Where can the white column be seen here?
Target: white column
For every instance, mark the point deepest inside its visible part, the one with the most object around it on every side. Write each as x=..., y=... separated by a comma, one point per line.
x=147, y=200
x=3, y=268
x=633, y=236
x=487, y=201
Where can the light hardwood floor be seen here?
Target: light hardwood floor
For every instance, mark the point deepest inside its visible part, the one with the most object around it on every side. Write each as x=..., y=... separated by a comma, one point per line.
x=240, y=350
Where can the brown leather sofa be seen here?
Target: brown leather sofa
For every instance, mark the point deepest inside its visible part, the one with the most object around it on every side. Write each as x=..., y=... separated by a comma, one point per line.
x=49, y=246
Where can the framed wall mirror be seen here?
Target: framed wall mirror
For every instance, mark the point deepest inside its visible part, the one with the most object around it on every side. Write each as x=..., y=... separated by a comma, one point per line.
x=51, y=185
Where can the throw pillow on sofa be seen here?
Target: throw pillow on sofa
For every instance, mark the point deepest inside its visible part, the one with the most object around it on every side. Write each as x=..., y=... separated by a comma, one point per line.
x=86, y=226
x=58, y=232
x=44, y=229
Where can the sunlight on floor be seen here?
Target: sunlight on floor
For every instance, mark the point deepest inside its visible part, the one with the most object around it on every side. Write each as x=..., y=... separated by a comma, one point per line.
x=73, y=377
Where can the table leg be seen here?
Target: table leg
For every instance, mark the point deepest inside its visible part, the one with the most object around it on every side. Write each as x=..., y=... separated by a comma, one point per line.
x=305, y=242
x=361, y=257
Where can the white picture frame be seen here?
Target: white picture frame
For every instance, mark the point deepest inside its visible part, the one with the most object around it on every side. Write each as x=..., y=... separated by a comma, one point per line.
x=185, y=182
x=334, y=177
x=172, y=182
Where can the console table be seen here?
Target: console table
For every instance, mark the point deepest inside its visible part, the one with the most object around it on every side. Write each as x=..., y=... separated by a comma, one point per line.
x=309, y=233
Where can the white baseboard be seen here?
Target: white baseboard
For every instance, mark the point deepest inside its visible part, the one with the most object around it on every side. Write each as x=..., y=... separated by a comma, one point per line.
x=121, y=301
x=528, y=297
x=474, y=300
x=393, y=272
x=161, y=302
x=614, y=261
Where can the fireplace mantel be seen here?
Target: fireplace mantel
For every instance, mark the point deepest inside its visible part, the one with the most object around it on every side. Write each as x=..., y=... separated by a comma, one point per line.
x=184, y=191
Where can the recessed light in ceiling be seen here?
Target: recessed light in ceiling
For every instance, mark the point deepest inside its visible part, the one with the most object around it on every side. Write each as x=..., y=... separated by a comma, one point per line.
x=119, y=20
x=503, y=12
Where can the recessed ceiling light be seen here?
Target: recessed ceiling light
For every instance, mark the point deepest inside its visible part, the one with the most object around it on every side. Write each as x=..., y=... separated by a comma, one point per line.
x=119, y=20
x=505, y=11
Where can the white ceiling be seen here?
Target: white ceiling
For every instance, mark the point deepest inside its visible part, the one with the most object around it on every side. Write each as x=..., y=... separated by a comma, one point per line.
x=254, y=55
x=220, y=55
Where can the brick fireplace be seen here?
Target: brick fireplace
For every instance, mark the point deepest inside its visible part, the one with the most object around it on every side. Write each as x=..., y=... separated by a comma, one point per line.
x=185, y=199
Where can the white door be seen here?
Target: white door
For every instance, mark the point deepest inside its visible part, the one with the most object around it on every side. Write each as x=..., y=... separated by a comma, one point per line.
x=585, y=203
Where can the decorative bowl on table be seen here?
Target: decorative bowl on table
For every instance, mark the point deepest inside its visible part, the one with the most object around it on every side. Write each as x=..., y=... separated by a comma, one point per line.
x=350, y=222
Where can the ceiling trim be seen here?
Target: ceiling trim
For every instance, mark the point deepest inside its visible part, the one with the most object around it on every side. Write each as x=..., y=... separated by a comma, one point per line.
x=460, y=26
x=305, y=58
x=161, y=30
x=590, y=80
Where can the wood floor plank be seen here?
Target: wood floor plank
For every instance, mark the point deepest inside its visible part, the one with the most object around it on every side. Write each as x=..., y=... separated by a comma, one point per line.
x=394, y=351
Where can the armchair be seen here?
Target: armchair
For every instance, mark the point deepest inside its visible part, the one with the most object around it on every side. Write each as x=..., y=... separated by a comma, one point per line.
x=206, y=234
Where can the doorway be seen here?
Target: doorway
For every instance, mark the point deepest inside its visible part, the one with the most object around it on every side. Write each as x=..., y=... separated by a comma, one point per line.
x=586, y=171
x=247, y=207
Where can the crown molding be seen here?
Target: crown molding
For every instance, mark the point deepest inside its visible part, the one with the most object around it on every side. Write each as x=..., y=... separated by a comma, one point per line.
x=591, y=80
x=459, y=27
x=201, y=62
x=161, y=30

==

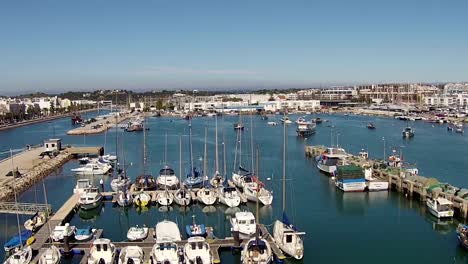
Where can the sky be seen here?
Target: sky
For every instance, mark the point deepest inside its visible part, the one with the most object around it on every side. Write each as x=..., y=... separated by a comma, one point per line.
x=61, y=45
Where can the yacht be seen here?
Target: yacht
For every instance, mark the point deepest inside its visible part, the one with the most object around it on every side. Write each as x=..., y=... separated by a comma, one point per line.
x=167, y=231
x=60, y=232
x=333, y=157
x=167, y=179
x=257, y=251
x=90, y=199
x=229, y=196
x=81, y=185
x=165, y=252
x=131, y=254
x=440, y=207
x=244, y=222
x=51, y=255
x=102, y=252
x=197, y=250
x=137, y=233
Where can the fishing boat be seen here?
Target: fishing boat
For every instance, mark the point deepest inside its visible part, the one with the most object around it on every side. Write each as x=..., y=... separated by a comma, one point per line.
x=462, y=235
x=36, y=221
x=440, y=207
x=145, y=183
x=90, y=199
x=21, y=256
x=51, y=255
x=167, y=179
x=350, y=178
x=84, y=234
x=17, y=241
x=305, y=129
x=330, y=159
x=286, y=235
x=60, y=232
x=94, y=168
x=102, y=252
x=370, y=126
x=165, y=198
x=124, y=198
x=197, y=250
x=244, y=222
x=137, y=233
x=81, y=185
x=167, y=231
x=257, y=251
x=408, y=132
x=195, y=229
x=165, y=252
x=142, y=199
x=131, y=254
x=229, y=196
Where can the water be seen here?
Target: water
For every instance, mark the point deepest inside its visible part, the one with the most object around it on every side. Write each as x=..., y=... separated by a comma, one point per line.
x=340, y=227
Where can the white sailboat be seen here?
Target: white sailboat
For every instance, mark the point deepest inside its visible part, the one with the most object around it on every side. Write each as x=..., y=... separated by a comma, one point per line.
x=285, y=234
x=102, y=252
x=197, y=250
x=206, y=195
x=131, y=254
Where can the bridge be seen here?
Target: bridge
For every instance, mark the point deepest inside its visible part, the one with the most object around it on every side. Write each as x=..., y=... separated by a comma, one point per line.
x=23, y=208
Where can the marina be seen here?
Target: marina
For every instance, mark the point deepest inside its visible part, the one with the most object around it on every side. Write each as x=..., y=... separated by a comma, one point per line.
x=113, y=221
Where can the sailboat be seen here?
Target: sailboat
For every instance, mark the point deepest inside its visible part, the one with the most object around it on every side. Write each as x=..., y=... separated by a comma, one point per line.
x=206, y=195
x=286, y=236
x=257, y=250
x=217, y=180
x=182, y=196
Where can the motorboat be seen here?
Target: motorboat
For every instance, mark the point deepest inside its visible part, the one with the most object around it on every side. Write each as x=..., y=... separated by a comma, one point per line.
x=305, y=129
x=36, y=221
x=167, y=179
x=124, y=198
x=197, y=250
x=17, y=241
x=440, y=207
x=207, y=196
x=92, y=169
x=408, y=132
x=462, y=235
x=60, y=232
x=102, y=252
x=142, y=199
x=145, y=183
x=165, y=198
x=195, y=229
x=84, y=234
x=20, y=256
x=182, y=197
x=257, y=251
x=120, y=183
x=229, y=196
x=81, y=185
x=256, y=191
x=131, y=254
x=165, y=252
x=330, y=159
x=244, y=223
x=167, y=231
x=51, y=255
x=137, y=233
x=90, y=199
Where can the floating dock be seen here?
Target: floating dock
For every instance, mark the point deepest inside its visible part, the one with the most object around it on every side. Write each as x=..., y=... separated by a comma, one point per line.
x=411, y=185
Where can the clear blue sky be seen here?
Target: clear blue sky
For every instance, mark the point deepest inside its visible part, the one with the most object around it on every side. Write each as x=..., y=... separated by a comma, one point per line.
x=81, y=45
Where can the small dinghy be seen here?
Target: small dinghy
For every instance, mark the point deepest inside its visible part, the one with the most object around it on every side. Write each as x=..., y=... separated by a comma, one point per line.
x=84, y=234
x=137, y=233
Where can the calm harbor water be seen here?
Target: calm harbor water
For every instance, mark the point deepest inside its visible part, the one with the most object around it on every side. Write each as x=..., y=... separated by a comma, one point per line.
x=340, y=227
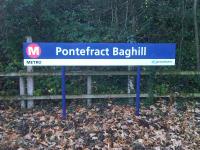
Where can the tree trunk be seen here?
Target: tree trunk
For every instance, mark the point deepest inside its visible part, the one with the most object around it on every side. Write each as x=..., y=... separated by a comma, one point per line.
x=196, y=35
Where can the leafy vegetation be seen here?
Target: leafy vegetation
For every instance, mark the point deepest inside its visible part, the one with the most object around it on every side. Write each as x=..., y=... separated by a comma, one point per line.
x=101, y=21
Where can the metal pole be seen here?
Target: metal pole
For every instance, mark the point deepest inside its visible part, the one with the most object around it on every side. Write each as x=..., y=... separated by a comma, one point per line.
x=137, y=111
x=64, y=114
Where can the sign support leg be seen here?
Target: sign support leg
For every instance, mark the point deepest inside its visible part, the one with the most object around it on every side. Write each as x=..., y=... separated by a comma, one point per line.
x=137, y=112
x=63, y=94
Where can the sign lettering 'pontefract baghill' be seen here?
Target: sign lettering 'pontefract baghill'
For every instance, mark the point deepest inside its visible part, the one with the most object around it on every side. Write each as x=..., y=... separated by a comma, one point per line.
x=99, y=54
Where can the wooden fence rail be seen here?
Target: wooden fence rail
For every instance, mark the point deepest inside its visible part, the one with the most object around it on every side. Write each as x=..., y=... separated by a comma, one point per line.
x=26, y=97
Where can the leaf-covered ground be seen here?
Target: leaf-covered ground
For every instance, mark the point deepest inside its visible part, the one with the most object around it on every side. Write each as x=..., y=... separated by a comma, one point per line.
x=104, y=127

-- What to do --
Print verbatim the lines starting at the one that contains "Where can the white column be seen here?" and stopping after the one that contains "x=487, y=201", with both of those lines included.

-- Written solution --
Where can the white column be seen here?
Target: white column
For every instance, mark the point deepest inside its visible part, the one with the most object around it on every side. Write each as x=..., y=... separated by a comma, one point per line.
x=147, y=200
x=3, y=268
x=633, y=236
x=487, y=201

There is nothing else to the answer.